→ To do
Rewrite the lines of every item below, switching "brown ceramic plate" to "blue glass bowl" and leaving everything else unchanged.

(Region labeling items)
::::

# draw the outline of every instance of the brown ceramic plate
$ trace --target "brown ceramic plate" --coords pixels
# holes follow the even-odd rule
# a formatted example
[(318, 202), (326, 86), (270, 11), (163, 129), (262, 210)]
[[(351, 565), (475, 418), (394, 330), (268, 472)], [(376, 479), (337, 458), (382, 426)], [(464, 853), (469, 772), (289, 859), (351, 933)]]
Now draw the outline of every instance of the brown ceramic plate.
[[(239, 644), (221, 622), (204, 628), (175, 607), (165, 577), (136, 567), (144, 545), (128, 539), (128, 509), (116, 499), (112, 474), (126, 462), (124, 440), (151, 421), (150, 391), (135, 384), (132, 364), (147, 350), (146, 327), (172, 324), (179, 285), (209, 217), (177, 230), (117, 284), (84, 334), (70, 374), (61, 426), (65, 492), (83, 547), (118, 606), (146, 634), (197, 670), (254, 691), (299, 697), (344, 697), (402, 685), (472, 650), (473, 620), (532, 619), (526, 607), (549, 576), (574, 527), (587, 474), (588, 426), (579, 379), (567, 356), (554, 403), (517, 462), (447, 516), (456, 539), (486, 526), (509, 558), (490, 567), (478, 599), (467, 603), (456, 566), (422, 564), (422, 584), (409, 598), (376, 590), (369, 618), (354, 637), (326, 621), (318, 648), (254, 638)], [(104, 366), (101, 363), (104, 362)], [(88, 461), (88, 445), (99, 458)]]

::::

→ Output
# draw the outline of every instance of the blue glass bowl
$ trace --target "blue glass bowl" --coords pixels
# holes follow the even-odd rule
# a formatted example
[(318, 202), (326, 86), (270, 11), (163, 129), (262, 210)]
[[(351, 565), (475, 418), (394, 330), (268, 472)], [(376, 479), (337, 458), (382, 426)], [(464, 853), (469, 772), (289, 859), (351, 933)]]
Now draw the outline of every instance of the blue glass bowl.
[[(239, 644), (221, 622), (204, 628), (175, 607), (165, 577), (136, 567), (144, 545), (128, 539), (128, 509), (116, 499), (112, 474), (126, 462), (124, 440), (151, 421), (150, 391), (135, 384), (132, 364), (147, 350), (146, 327), (172, 324), (179, 285), (209, 217), (177, 230), (117, 284), (84, 334), (70, 374), (61, 426), (65, 492), (83, 547), (118, 606), (146, 634), (197, 670), (254, 691), (299, 697), (344, 697), (402, 685), (472, 650), (473, 620), (532, 619), (526, 607), (549, 576), (574, 527), (587, 474), (588, 426), (579, 379), (567, 356), (554, 403), (517, 462), (447, 516), (456, 539), (486, 526), (509, 558), (490, 567), (478, 599), (467, 603), (456, 566), (422, 564), (422, 584), (409, 598), (376, 590), (369, 618), (354, 637), (326, 621), (318, 648), (254, 638)], [(104, 366), (101, 363), (104, 362)], [(88, 461), (88, 445), (99, 458)]]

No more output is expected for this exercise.